-- Task description --
Print out each entry below exactly, please.

[Material for this exercise — start]

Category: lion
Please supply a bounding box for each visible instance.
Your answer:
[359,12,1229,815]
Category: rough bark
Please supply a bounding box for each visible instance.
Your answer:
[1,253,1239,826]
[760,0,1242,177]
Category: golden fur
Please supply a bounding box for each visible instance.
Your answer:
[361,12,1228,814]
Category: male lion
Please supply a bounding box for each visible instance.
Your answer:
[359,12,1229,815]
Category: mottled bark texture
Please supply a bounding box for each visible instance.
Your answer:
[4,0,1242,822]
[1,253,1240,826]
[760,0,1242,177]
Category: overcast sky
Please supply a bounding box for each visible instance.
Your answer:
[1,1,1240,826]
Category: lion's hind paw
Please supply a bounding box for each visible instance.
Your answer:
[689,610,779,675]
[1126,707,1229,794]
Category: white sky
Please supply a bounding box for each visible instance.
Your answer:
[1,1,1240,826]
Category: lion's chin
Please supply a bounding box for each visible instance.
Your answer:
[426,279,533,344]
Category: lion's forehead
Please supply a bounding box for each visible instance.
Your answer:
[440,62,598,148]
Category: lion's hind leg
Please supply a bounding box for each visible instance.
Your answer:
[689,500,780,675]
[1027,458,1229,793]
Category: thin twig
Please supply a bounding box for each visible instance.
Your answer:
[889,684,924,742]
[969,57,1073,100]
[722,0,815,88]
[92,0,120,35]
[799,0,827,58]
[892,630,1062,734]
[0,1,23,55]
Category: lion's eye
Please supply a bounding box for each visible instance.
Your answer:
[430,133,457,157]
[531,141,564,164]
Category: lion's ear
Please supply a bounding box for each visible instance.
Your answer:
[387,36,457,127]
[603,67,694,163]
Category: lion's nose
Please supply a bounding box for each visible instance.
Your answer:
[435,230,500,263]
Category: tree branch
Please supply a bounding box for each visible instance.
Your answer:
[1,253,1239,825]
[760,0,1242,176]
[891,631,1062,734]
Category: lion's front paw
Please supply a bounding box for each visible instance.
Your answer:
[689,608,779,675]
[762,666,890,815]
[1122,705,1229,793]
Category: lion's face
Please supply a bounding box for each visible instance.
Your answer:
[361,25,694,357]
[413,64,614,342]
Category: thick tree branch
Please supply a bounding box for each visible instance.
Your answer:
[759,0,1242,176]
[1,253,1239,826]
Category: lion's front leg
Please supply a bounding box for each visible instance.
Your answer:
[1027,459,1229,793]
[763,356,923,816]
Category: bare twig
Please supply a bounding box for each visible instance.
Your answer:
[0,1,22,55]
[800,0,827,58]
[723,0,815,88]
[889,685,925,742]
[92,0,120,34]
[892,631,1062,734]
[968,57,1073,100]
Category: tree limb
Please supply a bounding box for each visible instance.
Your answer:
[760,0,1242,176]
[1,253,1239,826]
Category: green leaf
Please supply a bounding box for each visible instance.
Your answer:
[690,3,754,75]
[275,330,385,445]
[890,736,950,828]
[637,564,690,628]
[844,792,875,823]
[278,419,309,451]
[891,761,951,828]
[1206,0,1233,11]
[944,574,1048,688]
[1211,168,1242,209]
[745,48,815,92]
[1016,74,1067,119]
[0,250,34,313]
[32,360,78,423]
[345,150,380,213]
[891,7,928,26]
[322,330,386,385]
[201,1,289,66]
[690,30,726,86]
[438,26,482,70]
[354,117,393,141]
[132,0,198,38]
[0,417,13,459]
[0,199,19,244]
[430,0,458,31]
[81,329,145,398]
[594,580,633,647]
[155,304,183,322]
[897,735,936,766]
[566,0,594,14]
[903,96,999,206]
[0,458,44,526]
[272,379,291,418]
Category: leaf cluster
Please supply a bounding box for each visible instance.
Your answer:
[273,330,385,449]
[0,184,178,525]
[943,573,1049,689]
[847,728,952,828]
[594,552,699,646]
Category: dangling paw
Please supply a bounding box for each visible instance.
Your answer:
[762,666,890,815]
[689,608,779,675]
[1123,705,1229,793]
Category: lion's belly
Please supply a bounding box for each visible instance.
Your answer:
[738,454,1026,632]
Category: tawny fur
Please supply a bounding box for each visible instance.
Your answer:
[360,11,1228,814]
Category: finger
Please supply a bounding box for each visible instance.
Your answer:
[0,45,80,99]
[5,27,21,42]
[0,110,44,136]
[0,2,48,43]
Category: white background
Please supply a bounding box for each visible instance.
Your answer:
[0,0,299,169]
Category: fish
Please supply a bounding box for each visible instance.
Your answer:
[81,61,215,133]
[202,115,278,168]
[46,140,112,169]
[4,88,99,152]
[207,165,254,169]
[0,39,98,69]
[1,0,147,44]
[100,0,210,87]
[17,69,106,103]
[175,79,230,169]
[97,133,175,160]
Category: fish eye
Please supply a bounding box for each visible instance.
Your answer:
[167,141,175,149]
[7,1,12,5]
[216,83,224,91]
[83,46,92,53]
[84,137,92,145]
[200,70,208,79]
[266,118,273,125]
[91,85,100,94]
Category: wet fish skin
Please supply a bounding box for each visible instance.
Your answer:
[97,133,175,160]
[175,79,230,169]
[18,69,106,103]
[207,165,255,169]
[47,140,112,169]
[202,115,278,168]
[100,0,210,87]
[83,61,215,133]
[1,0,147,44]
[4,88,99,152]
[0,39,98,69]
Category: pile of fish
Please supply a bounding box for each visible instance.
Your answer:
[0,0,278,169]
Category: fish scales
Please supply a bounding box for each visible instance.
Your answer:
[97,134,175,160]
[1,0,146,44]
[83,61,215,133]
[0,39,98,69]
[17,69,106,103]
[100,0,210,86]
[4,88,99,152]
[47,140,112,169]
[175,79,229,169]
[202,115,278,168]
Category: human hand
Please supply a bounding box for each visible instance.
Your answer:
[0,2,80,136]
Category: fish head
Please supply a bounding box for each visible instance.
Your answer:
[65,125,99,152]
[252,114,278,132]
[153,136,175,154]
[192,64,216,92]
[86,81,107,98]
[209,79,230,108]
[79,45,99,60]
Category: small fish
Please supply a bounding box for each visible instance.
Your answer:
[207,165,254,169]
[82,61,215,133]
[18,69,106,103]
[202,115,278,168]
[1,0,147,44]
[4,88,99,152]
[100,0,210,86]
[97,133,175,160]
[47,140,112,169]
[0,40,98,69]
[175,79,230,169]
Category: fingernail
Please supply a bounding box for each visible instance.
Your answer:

[Material for this exercise — finish]

-- Written solution --
Category: lion
Please supply a bounding box for each visible instance.
Your answer:
[359,12,1229,815]
Category: rough bark
Please supply a bounding box for each visible instance.
Your answer:
[1,253,1239,826]
[760,0,1242,177]
Category: golden fur
Please supply a bounding box for each visible instance.
Your answer:
[361,12,1228,814]
Category: male lion
Please supply a bounding box for each visible instance.
Your answer:
[359,12,1229,815]
Category: mottled bark texture
Please supply a bounding box for each visible instance.
Your answer:
[4,0,1242,822]
[1,253,1240,826]
[760,0,1242,177]
Category: overcast sky
Please supply a bounding box for each visible instance.
Your answer:
[1,1,1240,826]
Category: lion's hind paw
Please supply a bounding box for each visible instance.
Your answer:
[689,610,779,675]
[1126,707,1229,794]
Category: white sky
Please supply a bounding box for each visible instance.
Your answer:
[1,1,1240,826]
Category: lion's chin
Please supply a bounding box for each visible instance.
Your answer:
[426,279,533,344]
Category: lion's forehead
Please supply a bounding box for each visible instance.
Your answer:
[440,62,598,148]
Category: lion's hind leg
Please supply a bounding box for each visible instance.
Your answer:
[689,500,780,675]
[1027,458,1229,793]
Category: thin twig
Please supply a bounding box for each visible instance.
Your answer:
[889,684,924,742]
[969,57,1073,100]
[722,0,815,88]
[92,0,120,35]
[799,0,827,58]
[892,630,1062,734]
[0,1,23,55]
Category: lion's eye
Please supply a bounding box for each visible instance.
Your answer:
[430,133,457,157]
[531,141,564,164]
Category: lion's ear
Please supply a bounding box for each visible instance.
Your answer:
[387,36,457,127]
[603,67,694,163]
Category: lion's nose
Please supply a bounding box for each visible instance.
Your answer:
[435,230,500,263]
Category: tree branch
Please supply a bounding box for each visible instance.
Your answer:
[1,253,1239,825]
[760,0,1242,176]
[891,631,1062,734]
Category: lion's front paw
Please supply a bounding box for each visible instance.
Your answer:
[689,608,779,675]
[762,666,890,815]
[1122,705,1229,793]
Category: lion's face
Please supply a bounding box for each visible instance.
Your answer:
[361,25,694,357]
[413,64,614,342]
Category: thick tree branch
Please supply a bounding box for each visible instance.
Your answer:
[759,0,1242,176]
[1,253,1239,826]
Category: lion's front leg
Please supply a bounding box for each visible instance.
Your answer:
[1027,459,1229,793]
[763,356,923,816]
Category: bare twig
Please supply a bounding box for each visible instance.
Your answer:
[0,1,22,55]
[800,0,827,58]
[723,0,815,88]
[889,685,925,742]
[92,0,120,34]
[892,631,1062,734]
[968,57,1073,100]
Category: tree limb
Please supply a bounding box for each visible instance.
Your answer:
[760,0,1242,176]
[1,253,1239,826]
Category: green leaf
Please supply a bounding box for each visible instance.
Your answer:
[690,3,754,75]
[275,330,385,445]
[890,736,950,828]
[637,564,690,628]
[844,792,875,823]
[278,419,309,451]
[891,761,951,828]
[1206,0,1233,11]
[944,574,1048,688]
[1211,168,1242,209]
[745,48,815,92]
[1016,74,1067,119]
[0,250,34,313]
[32,360,78,423]
[345,150,380,213]
[891,7,928,26]
[322,330,386,385]
[201,1,289,66]
[690,30,726,86]
[438,26,482,70]
[354,117,393,141]
[132,0,198,38]
[0,417,13,459]
[0,199,19,244]
[430,0,458,31]
[81,329,145,398]
[594,580,633,647]
[155,304,183,322]
[897,735,936,766]
[566,0,594,14]
[903,96,999,206]
[0,458,44,526]
[272,379,291,418]
Category: leaf cluster
Please supply a bounding box for each visible instance.
Your answer:
[273,330,385,449]
[0,184,178,525]
[943,573,1049,689]
[847,728,952,828]
[594,552,699,646]
Category: dangling paw
Please supply a bounding box for each visible instance.
Your answer:
[762,666,890,815]
[689,608,779,675]
[1123,705,1229,793]
Category: lion's belly
Please supply a bounding box for each visible instance.
Your answer:
[738,454,1026,632]
Category: tawny fur
Please supply a bounding box for each visible instance.
Your answer:
[360,11,1228,814]
Category: finger
Please supply a bounding box for each visible instance.
Your answer:
[0,45,80,99]
[5,27,21,42]
[0,110,44,136]
[0,2,48,43]
Category: white background
Please supply a bounding box for each visible instance.
Your answer:
[0,0,299,169]
Category: fish
Please supply a bounding box for each visible instance.
Your answer:
[81,61,215,133]
[202,115,278,168]
[46,140,112,169]
[4,88,99,152]
[207,165,254,169]
[0,39,98,69]
[1,0,147,44]
[100,0,210,87]
[17,69,106,103]
[175,79,230,169]
[97,133,175,160]
Category: fish eye
Please supply a bounding box for each visible instance.
Your answer:
[167,141,175,149]
[7,1,12,5]
[216,83,224,91]
[83,46,92,53]
[84,137,92,145]
[200,70,208,79]
[266,118,273,125]
[91,85,100,94]
Category: wet fish skin
Please supply a bounding box for each visible instance.
Your answer:
[97,133,175,160]
[175,79,230,169]
[18,69,106,103]
[207,165,255,169]
[47,140,112,169]
[202,115,278,168]
[100,0,210,87]
[83,61,215,133]
[1,0,147,44]
[4,88,99,152]
[0,39,98,69]
Category: pile of fish
Please supply a bounding box for each visible instance.
Your answer:
[0,0,278,169]
Category: fish scales
Please supply a bounding box for each visible instance.
Your answer:
[97,134,175,160]
[1,0,146,44]
[83,61,215,133]
[0,39,98,69]
[17,69,106,103]
[100,0,210,86]
[4,88,99,152]
[47,140,112,169]
[175,79,229,169]
[202,115,278,168]
Category: human hand
Please supply a bounding box for each visible instance.
Your answer:
[0,2,80,136]
Category: fish head
Please supply a bounding box for each visible instance.
Your answer:
[65,125,99,152]
[252,114,278,132]
[153,136,175,154]
[192,64,216,92]
[86,81,107,98]
[209,79,230,108]
[79,45,99,60]
Category: small fish
Please supply a bounding box for each visible instance.
Your answer:
[207,165,254,169]
[82,61,215,133]
[18,69,106,103]
[202,115,278,168]
[1,0,147,44]
[4,88,99,152]
[100,0,210,86]
[97,133,175,160]
[47,140,112,169]
[0,40,98,69]
[175,79,230,169]
Category: fingernail
Please supply a bounding box for each visible instance.
Your answer:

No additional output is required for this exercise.